:: Text excerpt ::
══════

The current lack of interoperability can compromise patient safety, undermine care quality and outcomes, contribute to clinician fatigue and waste billions of dollars a year. In fact, one study found that the lack of medical device interoperability costs the U.S. health system over $30 billion a year. As you would expect, it also impedes innovation, which may be the biggest missed opportunity for health care. Innovators in health care face significant obstacles accessing data, validating solutions, integrating into highly-configured environments, and scaling implementations across varied settings. As a result, the innovation community often steers clear of the healthcare market because navigating it simply is too difficult.  So the entrenched, proprietary interests we need to disrupt for advancement become further entrenched.

By contrast, the seamless exchange of information would improve care, increase operational efficiency and lower costs. It would facilitate care coordination, enable informatics and advanced analytics, reduce clinician workload and increase the return on existing technologies. To realize these benefits, we must rethink how to connect the disparate pieces involved in end-to-end patient care both within and across care settings. We need to repair the technical architecture supporting health care so we have a solid foundation upon which to innovate and develop solutions that will transform care for our nation.

══════

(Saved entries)
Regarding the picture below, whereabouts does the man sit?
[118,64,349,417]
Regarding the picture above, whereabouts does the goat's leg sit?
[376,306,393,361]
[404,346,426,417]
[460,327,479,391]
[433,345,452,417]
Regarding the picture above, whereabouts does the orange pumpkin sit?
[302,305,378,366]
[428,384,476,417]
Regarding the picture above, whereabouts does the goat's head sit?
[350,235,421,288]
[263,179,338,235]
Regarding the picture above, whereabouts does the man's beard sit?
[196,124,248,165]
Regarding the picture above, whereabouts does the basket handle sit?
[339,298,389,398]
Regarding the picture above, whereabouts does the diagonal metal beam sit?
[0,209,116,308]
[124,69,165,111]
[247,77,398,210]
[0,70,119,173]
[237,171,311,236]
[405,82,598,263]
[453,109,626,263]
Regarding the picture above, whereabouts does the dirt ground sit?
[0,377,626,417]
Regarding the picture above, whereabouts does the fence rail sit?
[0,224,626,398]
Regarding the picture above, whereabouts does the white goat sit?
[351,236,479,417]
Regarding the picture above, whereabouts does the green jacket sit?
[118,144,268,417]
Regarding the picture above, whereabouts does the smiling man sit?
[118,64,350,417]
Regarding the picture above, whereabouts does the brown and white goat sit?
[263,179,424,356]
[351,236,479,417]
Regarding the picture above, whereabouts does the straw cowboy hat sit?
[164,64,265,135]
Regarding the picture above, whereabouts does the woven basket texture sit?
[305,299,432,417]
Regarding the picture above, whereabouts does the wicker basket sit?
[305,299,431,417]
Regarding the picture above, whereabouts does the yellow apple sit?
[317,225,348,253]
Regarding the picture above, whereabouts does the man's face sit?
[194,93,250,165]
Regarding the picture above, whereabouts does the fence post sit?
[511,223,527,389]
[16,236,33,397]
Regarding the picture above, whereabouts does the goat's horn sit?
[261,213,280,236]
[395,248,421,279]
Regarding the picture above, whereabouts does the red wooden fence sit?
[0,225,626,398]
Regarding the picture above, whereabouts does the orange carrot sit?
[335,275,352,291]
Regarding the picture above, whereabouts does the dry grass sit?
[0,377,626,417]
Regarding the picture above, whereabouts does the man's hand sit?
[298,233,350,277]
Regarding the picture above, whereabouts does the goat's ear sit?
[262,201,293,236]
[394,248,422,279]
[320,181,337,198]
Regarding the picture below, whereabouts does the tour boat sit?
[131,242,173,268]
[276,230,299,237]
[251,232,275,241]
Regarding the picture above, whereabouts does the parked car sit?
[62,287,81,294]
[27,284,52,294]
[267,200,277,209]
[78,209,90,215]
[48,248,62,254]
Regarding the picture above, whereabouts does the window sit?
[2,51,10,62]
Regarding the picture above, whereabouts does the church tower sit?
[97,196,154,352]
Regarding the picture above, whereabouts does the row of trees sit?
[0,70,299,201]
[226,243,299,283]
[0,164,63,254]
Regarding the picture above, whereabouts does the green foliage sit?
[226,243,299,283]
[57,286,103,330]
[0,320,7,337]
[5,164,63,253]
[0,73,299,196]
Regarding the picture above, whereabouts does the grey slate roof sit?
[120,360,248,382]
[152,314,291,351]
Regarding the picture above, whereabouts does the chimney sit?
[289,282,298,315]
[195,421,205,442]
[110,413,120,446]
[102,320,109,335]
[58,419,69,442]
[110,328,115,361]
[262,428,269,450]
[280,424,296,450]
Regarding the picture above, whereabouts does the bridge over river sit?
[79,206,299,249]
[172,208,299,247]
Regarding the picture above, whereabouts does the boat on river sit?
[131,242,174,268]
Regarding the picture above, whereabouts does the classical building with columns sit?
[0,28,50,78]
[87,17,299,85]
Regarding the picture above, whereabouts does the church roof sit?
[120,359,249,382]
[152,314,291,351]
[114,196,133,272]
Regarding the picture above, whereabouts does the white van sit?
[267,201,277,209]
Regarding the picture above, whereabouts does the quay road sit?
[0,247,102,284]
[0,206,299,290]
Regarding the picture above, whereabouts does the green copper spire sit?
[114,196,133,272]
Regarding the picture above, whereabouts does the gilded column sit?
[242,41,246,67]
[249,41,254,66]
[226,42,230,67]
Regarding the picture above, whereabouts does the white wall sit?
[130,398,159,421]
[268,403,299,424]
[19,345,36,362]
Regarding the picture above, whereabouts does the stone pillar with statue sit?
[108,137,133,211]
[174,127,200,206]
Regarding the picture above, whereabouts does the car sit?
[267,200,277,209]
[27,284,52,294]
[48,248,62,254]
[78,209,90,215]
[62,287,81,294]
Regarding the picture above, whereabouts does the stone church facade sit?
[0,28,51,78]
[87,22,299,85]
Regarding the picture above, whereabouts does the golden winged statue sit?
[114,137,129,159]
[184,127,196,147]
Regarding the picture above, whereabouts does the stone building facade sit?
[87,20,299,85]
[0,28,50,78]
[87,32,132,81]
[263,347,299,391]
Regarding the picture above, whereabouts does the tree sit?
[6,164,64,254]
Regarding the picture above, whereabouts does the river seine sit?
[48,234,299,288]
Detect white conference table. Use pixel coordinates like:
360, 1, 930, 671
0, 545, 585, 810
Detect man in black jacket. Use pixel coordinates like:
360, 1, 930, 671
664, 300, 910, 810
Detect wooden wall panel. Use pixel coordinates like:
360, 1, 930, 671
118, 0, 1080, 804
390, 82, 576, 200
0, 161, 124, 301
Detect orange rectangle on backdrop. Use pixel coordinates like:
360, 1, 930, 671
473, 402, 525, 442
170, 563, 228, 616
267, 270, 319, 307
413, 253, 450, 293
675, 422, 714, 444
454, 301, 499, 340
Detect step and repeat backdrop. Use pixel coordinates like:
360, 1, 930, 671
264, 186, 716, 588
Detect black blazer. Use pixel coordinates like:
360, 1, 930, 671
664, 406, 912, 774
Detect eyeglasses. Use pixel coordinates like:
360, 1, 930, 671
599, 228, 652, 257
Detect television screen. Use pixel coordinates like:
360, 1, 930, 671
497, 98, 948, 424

══════

:: Exercise aim ::
Summarize the passage on health care interoperability in two sentences.

:: Answer to this task ::
The current lack of interoperability can compromise patient safety and care quality, contribute to clinician fatigue, waste billions of dollars a year, and impede innovation, since innovators face significant obstacles and often steer clear of the healthcare market. Seamless information exchange would instead improve care, increase efficiency and lower costs, so the technical architecture supporting health care must be repaired to give a solid foundation for innovation.